▸ **What to work on**
Write every entry out again with no changes, and leave the images behind.

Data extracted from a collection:
————

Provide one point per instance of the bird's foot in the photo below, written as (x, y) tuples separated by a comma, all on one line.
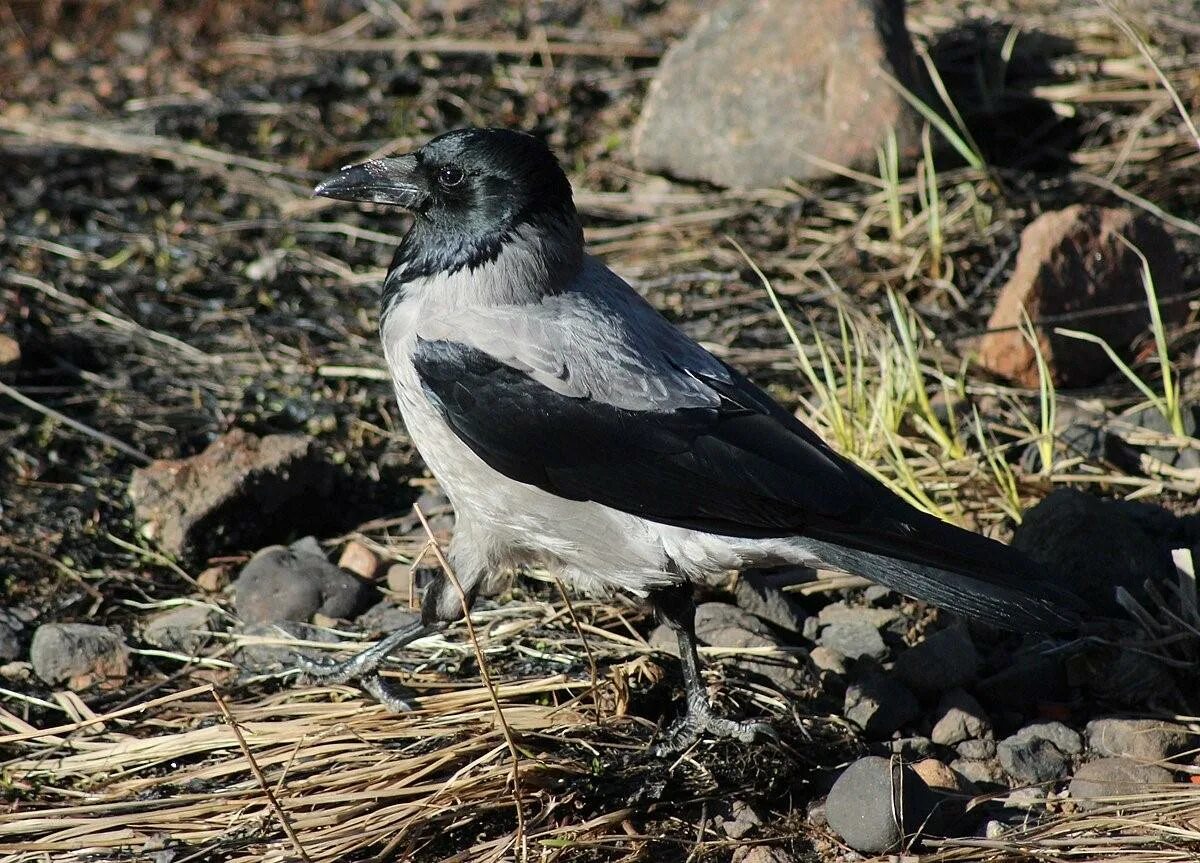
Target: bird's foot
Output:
[(364, 667), (700, 720)]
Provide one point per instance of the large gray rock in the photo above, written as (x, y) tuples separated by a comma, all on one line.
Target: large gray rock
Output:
[(876, 802), (767, 601), (1039, 753), (78, 654), (760, 85), (853, 640), (959, 718), (185, 629), (720, 624), (1141, 739), (295, 582), (1116, 778)]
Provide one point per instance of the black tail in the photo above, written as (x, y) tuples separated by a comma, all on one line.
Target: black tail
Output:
[(930, 559)]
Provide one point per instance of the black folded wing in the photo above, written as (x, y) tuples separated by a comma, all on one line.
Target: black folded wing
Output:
[(739, 466)]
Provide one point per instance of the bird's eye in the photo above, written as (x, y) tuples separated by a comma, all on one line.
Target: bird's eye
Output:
[(450, 177)]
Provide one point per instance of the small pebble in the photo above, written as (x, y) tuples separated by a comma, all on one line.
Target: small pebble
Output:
[(78, 654), (868, 797), (185, 629), (958, 718), (359, 559), (853, 640), (294, 582), (939, 775), (1038, 753), (213, 580)]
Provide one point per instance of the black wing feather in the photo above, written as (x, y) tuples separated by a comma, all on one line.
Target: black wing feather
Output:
[(743, 467)]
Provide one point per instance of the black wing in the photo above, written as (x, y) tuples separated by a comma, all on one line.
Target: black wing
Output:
[(742, 467)]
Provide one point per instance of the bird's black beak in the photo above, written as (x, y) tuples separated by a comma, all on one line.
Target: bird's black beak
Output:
[(396, 181)]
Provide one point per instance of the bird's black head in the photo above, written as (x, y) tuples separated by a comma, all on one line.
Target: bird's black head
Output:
[(469, 191)]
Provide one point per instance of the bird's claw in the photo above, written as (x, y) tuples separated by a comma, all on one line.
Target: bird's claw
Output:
[(364, 667), (699, 721)]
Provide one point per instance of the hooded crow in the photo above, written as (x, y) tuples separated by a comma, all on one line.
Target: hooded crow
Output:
[(574, 427)]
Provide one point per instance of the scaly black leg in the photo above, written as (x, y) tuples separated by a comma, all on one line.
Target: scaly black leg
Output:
[(677, 609), (364, 666)]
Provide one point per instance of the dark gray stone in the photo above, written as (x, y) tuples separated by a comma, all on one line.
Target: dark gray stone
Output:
[(268, 658), (1091, 547), (1025, 683), (876, 802), (387, 617), (979, 771), (827, 659), (880, 705), (880, 597), (977, 750), (943, 660), (720, 624), (853, 640), (1116, 778), (185, 629), (843, 612), (1141, 739), (1126, 677), (958, 718), (1039, 753), (1151, 419), (238, 492), (768, 603), (713, 111), (294, 582), (78, 654), (911, 748), (12, 633), (738, 820)]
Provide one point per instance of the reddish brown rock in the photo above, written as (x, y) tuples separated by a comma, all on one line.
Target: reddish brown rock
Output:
[(359, 559), (761, 85), (939, 775), (240, 490), (1071, 262)]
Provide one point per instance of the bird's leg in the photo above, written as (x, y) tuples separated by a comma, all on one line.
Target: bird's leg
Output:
[(677, 609), (364, 666)]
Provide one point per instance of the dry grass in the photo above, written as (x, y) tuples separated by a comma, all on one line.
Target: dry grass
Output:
[(885, 281)]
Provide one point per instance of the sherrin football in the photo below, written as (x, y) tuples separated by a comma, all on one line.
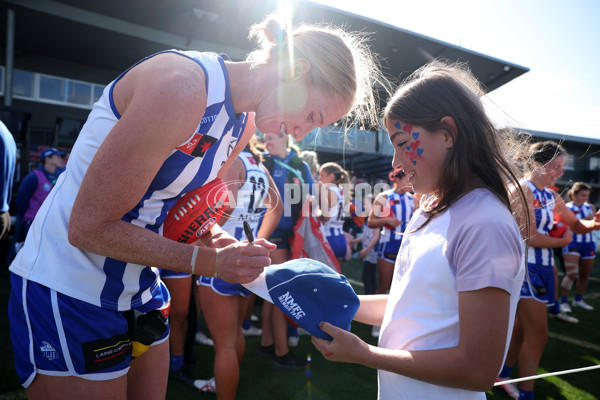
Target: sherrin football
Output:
[(196, 212)]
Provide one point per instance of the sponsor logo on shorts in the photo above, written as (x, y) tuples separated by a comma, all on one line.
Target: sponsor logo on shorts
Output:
[(288, 302), (102, 354), (49, 351)]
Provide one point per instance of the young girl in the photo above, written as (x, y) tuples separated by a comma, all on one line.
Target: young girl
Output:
[(446, 323), (169, 124), (331, 176), (579, 255)]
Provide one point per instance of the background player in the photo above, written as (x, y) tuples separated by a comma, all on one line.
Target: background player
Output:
[(171, 123)]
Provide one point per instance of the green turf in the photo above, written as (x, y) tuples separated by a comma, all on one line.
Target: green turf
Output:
[(569, 346)]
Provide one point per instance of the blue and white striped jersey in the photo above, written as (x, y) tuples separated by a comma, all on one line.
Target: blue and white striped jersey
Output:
[(49, 259), (543, 208)]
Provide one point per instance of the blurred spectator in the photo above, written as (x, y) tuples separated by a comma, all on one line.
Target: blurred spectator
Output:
[(8, 149)]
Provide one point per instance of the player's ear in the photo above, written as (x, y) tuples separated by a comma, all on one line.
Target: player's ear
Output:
[(450, 131)]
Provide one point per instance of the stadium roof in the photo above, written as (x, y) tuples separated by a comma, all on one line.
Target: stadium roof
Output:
[(110, 35)]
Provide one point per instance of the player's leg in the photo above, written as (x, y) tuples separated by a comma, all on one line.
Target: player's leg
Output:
[(222, 317), (148, 376), (180, 288)]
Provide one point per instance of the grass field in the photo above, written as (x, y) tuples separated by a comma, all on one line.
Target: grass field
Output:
[(569, 346)]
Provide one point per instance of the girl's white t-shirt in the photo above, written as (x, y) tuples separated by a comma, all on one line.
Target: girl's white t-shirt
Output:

————

▸ **Response**
Provide one point per instance of the bird's foot in the photo below, written as (x, y) tuples separated by a comma, all on one line.
Target: bird's foot
Output:
[(364, 667), (700, 720)]
Provide one point per instance of the large gray rock in the photo above, written as (x, y) tuples separated by a comma, all on one line.
Target: large gray rock
Output:
[(876, 802), (767, 601), (1039, 753), (78, 654), (760, 85), (853, 640), (959, 718), (185, 629), (720, 624), (1141, 739), (295, 582), (1116, 778)]
Provide one point per instance of the black tail in the photo above, written as (x, y) tuples separated by a comma, all on one line.
Target: black tail
Output:
[(930, 559)]
Provide one point per instance of the black folded wing in the photo above, written as (x, y) tuples separated by a comma, all on one line.
Target: black folded wing
Output:
[(739, 466)]
Provide one point per instance of the bird's eye in the photo above, written as (x, y) tuples separated by a comma, all on one line.
Target: bird's eye
Output:
[(450, 177)]
Provide one point per instance of the small pebble in the photo above, written as (x, y) tuples separated by a comma, all on one line.
Target: small pebble
Output:
[(78, 654), (868, 797), (185, 629), (958, 718), (359, 559), (853, 640), (294, 582), (939, 775), (1038, 753), (213, 580)]
Provide one point per instance of the black wing feather in the photo above, written as (x, y) tuples separated by a comma, all on one line.
Target: black wing feather
Output:
[(743, 467)]
Provide one point per instance of the black wing in the photo above, written as (x, y) tuples separated by a comma, all on one line.
Target: black wing
Output:
[(742, 467)]
Provide one point per instance of the bird's black beak in the photo above, written as (x, y) tuples separated by a comma, all on one line.
Target: bird's black beak
Output:
[(396, 181)]
Provide one point per instance of the bird's black head in the photo above, written as (x, y) tuples separated by a comma, all on one line.
Target: bird's black head
Output:
[(469, 191)]
Provide one point per instance of the bird's claw in the photo above, written as (x, y) tuples separated by a comma, all on one line.
Target: bird's claw
Output:
[(364, 667), (699, 721)]
Provide one point per instance of the hooded crow in the photo above, written as (x, y) tuples separated by a comma, all on one line.
Target: hooded crow
Output:
[(574, 427)]
Provide one point per instance of the scaly black leg in the photo above, written as (x, y) tuples separated by a comma, all on one line.
Target: scaly black leg
Output:
[(677, 609), (364, 666)]
Provide one point per instance of the dark gray stone in the photo above, written as (x, y) tuples separated by a comma, all on one line.
Target: dark gray stone
Output:
[(268, 658), (1091, 547), (1025, 683), (876, 802), (387, 617), (979, 771), (827, 659), (880, 705), (880, 597), (977, 750), (943, 660), (720, 624), (853, 640), (1116, 778), (185, 629), (843, 612), (1141, 739), (1126, 677), (958, 718), (1039, 753), (1151, 419), (238, 492), (768, 603), (713, 111), (294, 582), (78, 654), (911, 748), (12, 633), (738, 820)]
Provide one point per instance of the reddish brown rock in the photo above, written as (x, y) tuples separated by a comma, all on one line.
Target: reddish brown rock
Output:
[(359, 559), (761, 85), (939, 775), (240, 490), (1071, 262)]
Provide one point per instance of the bird's leg in the photo above, written as (x, y) tuples separated by a comma, all on one line.
Target: bird's leg
Output:
[(677, 609), (364, 666)]
Provide one point per instance of the dry grass in the photo above, written as (x, y) tuples separated by a comma, all on one line.
Target: dry grass
Output:
[(885, 281)]
Provide one point per instance of the sherrin football in the photo below, written as (x, y) tuples separated by a comma, all on one line.
Target: sherrin football
Output:
[(196, 212)]
Provide one point per instance of the sponsor logo on shorts in the photo above, written as (x, y) tuples separated by a comma, all on one line.
Target: sponsor logo on shorts
Output:
[(288, 302), (102, 354), (49, 351)]
Provide one point per instance of the young girl in the photo above, written as (x, y) tuples separated by a comma, all on one line.
Target: young girl
Output:
[(446, 323), (169, 124), (331, 176), (579, 255)]
Provide one point per instance of the background player in the photo above, written as (x, y) tuples separated by a comma, all on one line.
Target: background player
Output:
[(171, 123)]
Provide one point per instance of the green turf in the photo above, written as (x, y) tuples separated by a comma, all on one line.
Target: green turf
Output:
[(569, 346)]
Provide one point per instance of the blue and white striped jersey in the photo above, written as (x, y) tuples separated by a comma, all on one line.
Target: blue and white striped jersey
Output:
[(49, 259), (543, 208)]
Provide one point per instance of the blurred spectator in the photo above, written as (x, y) tuples separated by a comma, all on one line.
Target: blurred spectator
Output:
[(8, 149)]
Provide one point per instance of the player's ear in the photo above, written as (x, y) tuples separated by a comma, all on one line.
Target: player's ear
Output:
[(450, 131)]
Provide one point per instance of the stadium roof in the photo above, written as (x, y) tuples separated by a comma, all on one line.
Target: stadium roof
Output:
[(110, 35)]
Provide one point per instance of the player's leg in the photo above, written as (x, y) tuples separated by a comma, all on one line.
Target: player's leg
Output:
[(222, 317), (148, 376), (180, 288)]
Provide one point per instance of the grass field in the photo above, written as (x, y) tuples separated by a comma, all on one line.
Target: grass field
Output:
[(569, 346)]
Provide one point per instance of the girl's white t-shirt in the photo above, written as (x, y) tuples separated by a comma, all on one line.
Target: girl's white t-shirt
Output:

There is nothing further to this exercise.